== Work instructions ==
Pull out every line of the material below that contains the string "kilt", and copy each one in full.
[Start of Record excerpts]
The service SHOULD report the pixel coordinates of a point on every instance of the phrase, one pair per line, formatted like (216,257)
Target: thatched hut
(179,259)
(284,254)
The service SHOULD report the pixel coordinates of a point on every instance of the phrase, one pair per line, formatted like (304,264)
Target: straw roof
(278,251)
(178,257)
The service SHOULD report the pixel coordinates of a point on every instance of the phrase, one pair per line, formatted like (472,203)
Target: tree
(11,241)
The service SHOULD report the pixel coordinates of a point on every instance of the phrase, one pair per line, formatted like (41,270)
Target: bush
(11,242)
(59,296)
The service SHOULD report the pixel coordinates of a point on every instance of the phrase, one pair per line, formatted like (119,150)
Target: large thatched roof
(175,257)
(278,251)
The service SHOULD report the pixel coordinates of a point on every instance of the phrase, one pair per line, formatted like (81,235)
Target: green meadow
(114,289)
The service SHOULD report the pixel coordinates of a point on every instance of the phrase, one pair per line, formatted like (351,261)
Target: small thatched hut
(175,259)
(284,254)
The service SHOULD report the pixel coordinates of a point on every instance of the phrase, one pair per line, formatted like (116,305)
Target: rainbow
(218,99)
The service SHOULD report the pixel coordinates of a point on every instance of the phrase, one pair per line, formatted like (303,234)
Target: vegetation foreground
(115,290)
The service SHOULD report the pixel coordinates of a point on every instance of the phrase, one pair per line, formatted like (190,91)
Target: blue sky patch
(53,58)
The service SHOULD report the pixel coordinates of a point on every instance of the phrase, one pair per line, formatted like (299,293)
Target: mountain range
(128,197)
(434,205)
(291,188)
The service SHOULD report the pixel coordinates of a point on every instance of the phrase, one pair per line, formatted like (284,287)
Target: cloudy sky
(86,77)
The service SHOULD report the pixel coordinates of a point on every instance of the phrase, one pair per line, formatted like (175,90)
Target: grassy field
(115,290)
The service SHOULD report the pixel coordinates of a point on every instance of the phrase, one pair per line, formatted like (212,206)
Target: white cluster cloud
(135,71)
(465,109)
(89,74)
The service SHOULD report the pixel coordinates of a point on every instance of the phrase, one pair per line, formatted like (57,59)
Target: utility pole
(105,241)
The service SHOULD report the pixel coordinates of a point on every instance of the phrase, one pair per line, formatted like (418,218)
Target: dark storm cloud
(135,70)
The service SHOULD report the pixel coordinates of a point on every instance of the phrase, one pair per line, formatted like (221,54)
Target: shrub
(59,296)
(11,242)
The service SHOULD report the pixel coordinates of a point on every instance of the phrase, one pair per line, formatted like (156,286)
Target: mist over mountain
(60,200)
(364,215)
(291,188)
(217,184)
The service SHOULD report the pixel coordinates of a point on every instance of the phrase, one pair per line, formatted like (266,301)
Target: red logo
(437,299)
[End of Record excerpts]
[Start of Record excerpts]
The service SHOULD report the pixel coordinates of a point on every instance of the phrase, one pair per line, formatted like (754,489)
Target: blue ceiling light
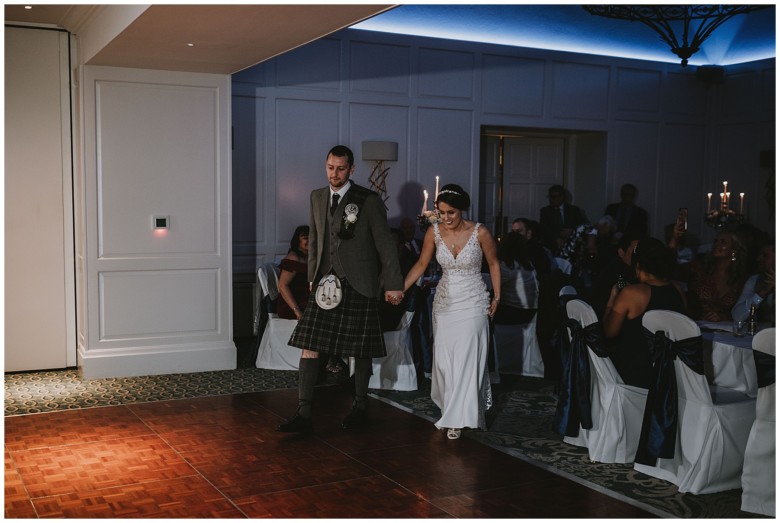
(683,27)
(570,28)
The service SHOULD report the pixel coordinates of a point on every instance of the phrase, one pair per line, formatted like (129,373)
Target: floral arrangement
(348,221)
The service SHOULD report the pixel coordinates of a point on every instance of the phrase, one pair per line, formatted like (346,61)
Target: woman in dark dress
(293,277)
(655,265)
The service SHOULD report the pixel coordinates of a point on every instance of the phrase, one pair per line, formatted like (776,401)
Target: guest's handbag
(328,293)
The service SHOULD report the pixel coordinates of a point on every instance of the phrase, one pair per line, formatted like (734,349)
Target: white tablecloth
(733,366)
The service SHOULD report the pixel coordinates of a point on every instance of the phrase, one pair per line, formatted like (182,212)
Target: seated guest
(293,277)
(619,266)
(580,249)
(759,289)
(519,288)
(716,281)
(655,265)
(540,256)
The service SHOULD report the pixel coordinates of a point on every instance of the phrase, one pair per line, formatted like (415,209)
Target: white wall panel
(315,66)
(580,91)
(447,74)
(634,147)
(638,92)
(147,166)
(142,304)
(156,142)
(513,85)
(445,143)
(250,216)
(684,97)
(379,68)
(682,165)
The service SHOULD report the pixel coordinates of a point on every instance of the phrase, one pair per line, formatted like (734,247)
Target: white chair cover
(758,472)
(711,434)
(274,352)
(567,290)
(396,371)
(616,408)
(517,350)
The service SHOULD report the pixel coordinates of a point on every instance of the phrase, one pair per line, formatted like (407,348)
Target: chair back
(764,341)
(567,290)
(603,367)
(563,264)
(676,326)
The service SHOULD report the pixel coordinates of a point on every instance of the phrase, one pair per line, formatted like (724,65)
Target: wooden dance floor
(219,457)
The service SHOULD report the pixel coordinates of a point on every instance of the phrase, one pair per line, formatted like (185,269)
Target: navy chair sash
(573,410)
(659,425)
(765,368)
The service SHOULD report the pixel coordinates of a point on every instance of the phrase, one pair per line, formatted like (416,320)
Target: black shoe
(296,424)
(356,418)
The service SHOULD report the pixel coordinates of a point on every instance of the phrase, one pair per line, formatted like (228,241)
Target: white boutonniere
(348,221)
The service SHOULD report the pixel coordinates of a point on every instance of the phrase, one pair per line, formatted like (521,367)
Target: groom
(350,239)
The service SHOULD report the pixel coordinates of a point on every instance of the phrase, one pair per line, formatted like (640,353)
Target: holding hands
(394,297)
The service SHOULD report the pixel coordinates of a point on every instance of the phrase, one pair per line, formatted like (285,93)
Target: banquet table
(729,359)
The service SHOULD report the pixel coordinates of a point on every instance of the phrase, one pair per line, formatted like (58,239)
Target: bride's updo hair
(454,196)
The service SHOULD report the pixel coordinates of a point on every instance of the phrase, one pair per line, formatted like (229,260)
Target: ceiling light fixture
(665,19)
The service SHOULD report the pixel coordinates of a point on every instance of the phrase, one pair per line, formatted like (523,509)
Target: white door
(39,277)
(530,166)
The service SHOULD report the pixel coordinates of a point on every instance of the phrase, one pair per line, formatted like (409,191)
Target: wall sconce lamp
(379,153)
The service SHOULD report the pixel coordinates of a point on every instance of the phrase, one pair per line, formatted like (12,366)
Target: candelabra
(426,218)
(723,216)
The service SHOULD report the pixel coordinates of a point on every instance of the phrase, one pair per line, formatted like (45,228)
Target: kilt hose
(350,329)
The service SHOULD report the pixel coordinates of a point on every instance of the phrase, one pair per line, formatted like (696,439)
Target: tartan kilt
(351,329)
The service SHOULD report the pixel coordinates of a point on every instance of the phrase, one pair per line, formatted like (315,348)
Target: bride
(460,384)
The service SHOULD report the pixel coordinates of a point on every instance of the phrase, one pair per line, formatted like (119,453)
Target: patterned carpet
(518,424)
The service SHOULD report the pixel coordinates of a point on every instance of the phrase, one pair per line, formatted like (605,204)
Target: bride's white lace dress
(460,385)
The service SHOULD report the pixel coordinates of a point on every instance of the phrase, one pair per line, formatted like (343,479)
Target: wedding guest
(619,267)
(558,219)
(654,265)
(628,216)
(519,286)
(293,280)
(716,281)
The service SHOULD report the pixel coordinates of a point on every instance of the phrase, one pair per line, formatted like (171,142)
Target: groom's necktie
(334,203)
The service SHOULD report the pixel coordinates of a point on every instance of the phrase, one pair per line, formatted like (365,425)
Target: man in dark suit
[End of Record excerpts]
== Result of the exercise ==
Target: kilt hose
Target: tartan kilt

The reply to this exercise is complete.